What this task involves:
Only some lines are wanted. Transcribe, exactly, the lines below from the line with "Target: pink long-sleeve shirt" up to and including the line with "Target: window".

[Photo-based referring expression data]
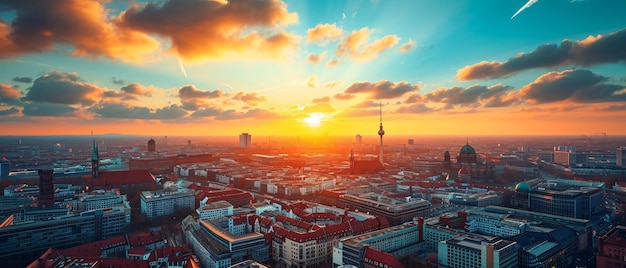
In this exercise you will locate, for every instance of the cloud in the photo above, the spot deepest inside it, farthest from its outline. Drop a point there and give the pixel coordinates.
(201, 30)
(592, 50)
(580, 86)
(206, 112)
(9, 111)
(324, 33)
(477, 95)
(192, 98)
(414, 98)
(316, 58)
(63, 88)
(26, 80)
(9, 95)
(321, 100)
(408, 46)
(367, 104)
(382, 89)
(332, 84)
(418, 108)
(124, 111)
(118, 81)
(312, 81)
(254, 113)
(332, 63)
(250, 98)
(341, 96)
(356, 45)
(130, 92)
(85, 26)
(48, 109)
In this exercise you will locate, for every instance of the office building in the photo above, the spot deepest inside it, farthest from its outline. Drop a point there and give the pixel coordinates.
(569, 198)
(474, 251)
(397, 211)
(151, 145)
(46, 188)
(215, 210)
(621, 157)
(398, 241)
(612, 248)
(217, 247)
(245, 140)
(165, 202)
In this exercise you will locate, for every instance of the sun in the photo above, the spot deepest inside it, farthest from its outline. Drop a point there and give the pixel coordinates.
(314, 119)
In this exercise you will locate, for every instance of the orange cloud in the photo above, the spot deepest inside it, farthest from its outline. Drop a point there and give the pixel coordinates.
(324, 33)
(211, 29)
(316, 58)
(356, 45)
(84, 25)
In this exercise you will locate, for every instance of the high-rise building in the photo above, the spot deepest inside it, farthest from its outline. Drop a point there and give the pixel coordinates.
(151, 145)
(245, 140)
(381, 132)
(5, 167)
(95, 163)
(46, 188)
(621, 157)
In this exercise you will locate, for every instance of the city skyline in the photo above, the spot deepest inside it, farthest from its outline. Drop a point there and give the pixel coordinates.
(304, 68)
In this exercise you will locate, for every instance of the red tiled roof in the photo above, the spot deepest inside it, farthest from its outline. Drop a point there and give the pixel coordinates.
(108, 178)
(380, 259)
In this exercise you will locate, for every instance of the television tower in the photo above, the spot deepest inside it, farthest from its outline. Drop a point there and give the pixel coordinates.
(381, 132)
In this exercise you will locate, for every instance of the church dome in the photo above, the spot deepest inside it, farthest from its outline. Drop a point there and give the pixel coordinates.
(464, 171)
(523, 187)
(467, 150)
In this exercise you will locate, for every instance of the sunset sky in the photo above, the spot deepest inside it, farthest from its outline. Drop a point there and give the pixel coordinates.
(268, 67)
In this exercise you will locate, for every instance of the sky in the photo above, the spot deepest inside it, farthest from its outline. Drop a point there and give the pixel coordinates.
(310, 68)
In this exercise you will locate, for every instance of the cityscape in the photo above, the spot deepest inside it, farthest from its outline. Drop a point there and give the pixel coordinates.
(305, 134)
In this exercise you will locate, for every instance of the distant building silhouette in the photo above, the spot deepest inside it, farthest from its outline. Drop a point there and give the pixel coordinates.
(95, 163)
(151, 145)
(245, 140)
(46, 188)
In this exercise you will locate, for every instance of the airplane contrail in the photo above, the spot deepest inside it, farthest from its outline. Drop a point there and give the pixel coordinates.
(527, 5)
(182, 67)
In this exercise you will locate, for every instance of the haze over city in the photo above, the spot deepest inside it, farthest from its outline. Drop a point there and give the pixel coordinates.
(311, 68)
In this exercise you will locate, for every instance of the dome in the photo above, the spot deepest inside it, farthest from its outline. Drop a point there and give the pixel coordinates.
(467, 150)
(464, 171)
(523, 187)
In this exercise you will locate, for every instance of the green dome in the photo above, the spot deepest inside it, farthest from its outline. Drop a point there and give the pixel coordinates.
(523, 187)
(467, 150)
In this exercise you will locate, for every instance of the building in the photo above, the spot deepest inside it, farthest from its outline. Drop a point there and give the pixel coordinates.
(398, 241)
(215, 210)
(548, 247)
(165, 202)
(218, 247)
(612, 248)
(245, 140)
(473, 251)
(569, 198)
(621, 157)
(467, 155)
(29, 240)
(46, 188)
(151, 145)
(397, 211)
(5, 167)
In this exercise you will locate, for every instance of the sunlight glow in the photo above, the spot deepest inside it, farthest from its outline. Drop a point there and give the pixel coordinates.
(314, 119)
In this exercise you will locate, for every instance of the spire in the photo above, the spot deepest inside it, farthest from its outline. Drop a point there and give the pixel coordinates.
(381, 132)
(94, 154)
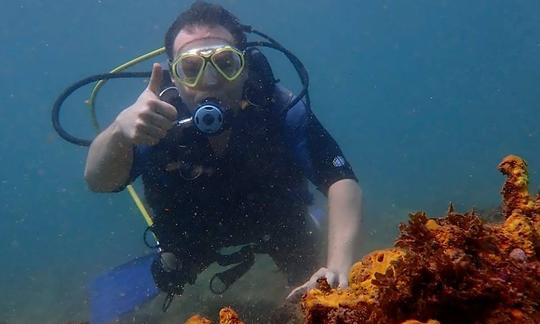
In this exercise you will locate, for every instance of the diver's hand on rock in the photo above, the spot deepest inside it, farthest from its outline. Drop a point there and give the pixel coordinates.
(148, 119)
(334, 279)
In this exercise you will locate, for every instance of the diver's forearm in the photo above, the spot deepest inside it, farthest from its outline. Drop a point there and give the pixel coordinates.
(109, 161)
(344, 203)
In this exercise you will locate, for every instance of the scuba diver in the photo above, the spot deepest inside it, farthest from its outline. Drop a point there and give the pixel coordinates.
(225, 154)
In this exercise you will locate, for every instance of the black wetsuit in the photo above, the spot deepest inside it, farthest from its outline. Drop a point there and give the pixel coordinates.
(256, 192)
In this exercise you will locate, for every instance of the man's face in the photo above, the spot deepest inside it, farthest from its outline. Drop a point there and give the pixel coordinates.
(212, 83)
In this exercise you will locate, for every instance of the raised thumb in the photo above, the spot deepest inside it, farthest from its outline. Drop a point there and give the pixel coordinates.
(155, 79)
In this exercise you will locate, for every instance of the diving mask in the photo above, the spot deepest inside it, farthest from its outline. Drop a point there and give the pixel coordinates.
(188, 67)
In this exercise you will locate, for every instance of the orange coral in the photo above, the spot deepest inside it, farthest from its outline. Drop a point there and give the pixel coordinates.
(226, 316)
(453, 269)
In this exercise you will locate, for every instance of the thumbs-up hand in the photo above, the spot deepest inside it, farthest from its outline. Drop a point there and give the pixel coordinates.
(148, 119)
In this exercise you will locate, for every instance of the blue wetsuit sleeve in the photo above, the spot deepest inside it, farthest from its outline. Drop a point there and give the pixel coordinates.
(140, 163)
(314, 149)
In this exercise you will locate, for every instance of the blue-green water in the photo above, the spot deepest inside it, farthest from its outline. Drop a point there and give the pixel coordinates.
(425, 98)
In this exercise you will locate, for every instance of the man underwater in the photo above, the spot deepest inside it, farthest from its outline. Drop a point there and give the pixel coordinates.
(224, 162)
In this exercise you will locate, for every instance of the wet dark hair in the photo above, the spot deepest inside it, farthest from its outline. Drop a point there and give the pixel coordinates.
(202, 13)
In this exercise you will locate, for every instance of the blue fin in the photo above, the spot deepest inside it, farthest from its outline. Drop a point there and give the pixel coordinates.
(122, 289)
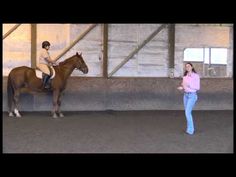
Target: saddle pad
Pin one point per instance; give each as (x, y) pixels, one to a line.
(40, 73)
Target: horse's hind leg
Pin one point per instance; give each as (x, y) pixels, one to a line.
(16, 102)
(59, 106)
(55, 103)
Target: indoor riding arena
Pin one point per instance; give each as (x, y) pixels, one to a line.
(120, 94)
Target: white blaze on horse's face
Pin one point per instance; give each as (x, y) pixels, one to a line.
(81, 64)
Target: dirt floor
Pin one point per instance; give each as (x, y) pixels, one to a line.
(118, 132)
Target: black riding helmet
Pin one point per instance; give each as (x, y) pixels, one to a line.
(45, 44)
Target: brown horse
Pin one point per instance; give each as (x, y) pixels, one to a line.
(25, 78)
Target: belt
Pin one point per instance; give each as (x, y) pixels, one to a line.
(190, 92)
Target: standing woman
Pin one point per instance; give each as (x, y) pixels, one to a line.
(190, 85)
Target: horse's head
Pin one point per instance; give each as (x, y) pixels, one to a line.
(80, 64)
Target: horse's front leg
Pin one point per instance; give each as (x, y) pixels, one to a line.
(59, 105)
(55, 103)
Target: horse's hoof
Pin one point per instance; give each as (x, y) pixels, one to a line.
(55, 116)
(61, 115)
(18, 115)
(11, 114)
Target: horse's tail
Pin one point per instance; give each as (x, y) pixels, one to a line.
(10, 93)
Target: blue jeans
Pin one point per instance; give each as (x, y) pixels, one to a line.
(189, 102)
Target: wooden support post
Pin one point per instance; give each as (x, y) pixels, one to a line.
(105, 52)
(33, 45)
(171, 34)
(149, 38)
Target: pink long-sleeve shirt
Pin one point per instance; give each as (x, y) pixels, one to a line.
(191, 82)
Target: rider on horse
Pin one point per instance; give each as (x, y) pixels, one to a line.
(44, 62)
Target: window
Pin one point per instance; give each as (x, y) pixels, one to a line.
(209, 62)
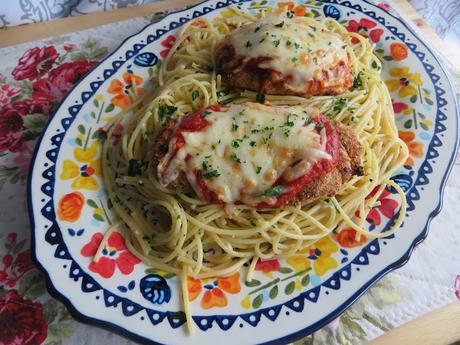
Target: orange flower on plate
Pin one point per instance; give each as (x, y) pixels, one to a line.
(215, 289)
(292, 9)
(126, 89)
(415, 147)
(70, 206)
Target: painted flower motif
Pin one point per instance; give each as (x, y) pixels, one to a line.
(83, 174)
(115, 254)
(399, 107)
(386, 207)
(14, 268)
(268, 266)
(366, 28)
(320, 252)
(384, 6)
(398, 51)
(457, 286)
(215, 288)
(60, 80)
(35, 62)
(415, 147)
(347, 238)
(7, 93)
(22, 321)
(292, 9)
(70, 206)
(406, 83)
(167, 43)
(299, 263)
(124, 90)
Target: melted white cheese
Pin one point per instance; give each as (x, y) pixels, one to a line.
(294, 49)
(244, 150)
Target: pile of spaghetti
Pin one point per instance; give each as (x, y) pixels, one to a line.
(182, 234)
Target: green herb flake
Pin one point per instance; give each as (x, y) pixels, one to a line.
(357, 82)
(338, 104)
(235, 158)
(274, 191)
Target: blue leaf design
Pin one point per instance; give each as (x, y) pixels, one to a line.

Result of the exercise:
Target: pink long-sleeve shirt
Pin one point per instance; give each as (x, y) pixels, one to a line.
(191, 82)
Target: rider on horse
Pin one point per instance; give each as (x, y) pixels, one to a line.
(44, 62)
Target: window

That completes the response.